(Instructions for the task): Copy the material below from its start through the line containing "x=270, y=101", keeping the requests and shifting every coordinate in the answers by -88. Leave the pictures out.

(Provided data):
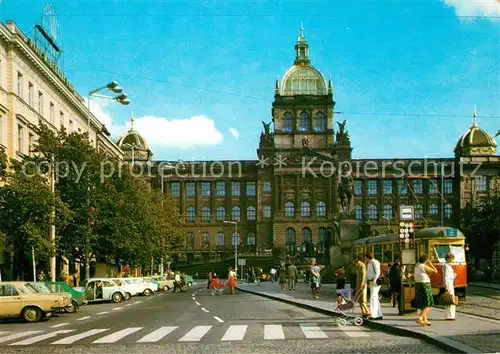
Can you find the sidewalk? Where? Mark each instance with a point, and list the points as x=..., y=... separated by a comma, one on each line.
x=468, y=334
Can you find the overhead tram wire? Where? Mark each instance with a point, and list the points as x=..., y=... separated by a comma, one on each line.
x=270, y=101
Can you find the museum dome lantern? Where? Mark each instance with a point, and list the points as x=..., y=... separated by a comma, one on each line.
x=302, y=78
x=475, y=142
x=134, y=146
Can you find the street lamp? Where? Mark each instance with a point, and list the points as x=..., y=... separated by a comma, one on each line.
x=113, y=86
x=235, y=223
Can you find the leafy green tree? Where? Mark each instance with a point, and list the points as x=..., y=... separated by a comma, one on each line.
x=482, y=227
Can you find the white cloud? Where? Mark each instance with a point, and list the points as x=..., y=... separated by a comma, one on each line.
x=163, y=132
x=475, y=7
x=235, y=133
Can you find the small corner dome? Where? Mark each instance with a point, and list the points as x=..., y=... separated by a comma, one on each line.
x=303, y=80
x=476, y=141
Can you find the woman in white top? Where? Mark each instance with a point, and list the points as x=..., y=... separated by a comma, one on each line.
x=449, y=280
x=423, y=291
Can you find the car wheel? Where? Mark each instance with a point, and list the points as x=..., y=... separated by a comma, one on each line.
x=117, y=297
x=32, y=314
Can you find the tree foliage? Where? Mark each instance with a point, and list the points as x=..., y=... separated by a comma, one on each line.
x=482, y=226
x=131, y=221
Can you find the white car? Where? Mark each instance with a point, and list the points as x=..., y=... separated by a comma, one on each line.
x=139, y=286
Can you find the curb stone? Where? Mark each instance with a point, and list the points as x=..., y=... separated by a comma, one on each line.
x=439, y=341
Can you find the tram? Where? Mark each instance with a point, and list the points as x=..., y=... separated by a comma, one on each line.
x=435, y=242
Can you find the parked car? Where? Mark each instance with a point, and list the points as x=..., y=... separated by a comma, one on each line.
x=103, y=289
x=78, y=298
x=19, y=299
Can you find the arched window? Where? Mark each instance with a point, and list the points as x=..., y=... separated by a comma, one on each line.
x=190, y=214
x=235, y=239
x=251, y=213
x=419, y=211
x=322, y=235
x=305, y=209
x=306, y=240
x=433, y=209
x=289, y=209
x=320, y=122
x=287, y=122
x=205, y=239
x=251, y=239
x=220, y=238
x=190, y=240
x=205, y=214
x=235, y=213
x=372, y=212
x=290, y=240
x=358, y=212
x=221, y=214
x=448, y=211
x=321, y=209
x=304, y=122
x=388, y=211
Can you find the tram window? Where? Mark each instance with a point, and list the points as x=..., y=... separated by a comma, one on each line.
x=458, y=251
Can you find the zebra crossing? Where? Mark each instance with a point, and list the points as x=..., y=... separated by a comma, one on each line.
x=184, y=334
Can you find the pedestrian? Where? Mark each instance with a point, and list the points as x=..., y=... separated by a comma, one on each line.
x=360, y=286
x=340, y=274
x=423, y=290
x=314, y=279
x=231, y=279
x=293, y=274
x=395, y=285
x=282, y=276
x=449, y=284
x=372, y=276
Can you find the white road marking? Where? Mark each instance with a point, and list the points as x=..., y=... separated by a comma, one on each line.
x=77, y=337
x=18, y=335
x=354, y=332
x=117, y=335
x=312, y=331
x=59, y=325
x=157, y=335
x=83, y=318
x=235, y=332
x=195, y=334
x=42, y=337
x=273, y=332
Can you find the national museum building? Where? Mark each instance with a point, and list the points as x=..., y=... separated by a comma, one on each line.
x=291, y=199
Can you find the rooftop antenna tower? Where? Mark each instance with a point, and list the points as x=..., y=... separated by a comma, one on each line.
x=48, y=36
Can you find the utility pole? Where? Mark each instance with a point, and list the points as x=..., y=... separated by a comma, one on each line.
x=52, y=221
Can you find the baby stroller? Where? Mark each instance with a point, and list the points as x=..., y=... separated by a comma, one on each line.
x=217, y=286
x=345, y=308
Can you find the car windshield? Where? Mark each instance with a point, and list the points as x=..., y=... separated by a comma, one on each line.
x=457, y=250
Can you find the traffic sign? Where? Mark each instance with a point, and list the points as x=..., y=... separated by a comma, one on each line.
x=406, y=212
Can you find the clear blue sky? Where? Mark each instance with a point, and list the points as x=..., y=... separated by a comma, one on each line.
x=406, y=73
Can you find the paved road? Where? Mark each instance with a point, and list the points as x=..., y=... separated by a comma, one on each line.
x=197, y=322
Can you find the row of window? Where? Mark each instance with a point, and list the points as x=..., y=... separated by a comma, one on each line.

(Answer below):
Can you find the sidewalk? Where? Mark each instance with a point, and list the points as x=..., y=... separated by a comma, one on each line.
x=380, y=246
Can you find the overhead tram wire? Where? Mark each instance with a point, and list the points as x=..., y=... separated by a comma, one on each line.
x=182, y=13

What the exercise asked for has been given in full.